## EXCERPT TO READ:
-------

Lawsuit Regarding Cannabis Classification Continues to Move Forward

Lawsuit Regarding Cannabis Classification Continues to Move Forward

Last year, 5 plaintiffs got together to file a lawsuit against the Department of Justice, Attorney General Jeff Sessions and the Drug Enforcement Administration for classifying marijuana as a Schedule 1 drug. The lawsuit aims to push for the rescheduling or descheduling of the plant based on the unjust and erroneous nature of its classification and the harm that does the public. According to the Controlled Substances Act, Schedule I drugs, such as heroin and LSD, are considered to be substances that have a high risk for abuse, contain no medicinal benefits and are unsafe to test on humans. At this point in time, 29 states have legalized the plant for medical use and 8 states have legalized it for recreational use.

Who Are the Plaintiffs?

-------

## MATERIAL PROVIDED:
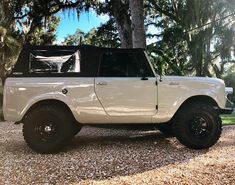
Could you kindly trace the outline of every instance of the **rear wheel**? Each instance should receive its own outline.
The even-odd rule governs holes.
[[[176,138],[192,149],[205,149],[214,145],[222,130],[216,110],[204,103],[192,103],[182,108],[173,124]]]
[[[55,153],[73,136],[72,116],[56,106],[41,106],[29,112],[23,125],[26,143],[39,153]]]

-------

## WHAT TO PRODUCE:
Can you continue the article on the lawsuit over cannabis classification, starting right after its last heading, "Who Are the Plaintiffs?"

## WRITTEN ANSWER:
series of plaintiffs suing over unjust classification of cannabis
A series of plaintiffs are suing over the unjust federal classification of cannabis.

The plaintiffs, who vary in age and medical history, claim that the plant has had an extraordinary medicinal benefit on their lives and health. These include army veteran Jose Belan, who suffers with post-traumatic stress disorder after serving in the Iraq war as well as  ex-NFL player Marvin Washington, Alexis Bortell, who is a 12-year-old who suffers from epilepsy, Jagger Cotte, a 7-year-old with a neurological disorder called Leigh’s syndrome, and the nonprofit organization called the Cannabis Cultural Association, who work to help minorities benefit from the cannabis industry in states where the plant has been legalized.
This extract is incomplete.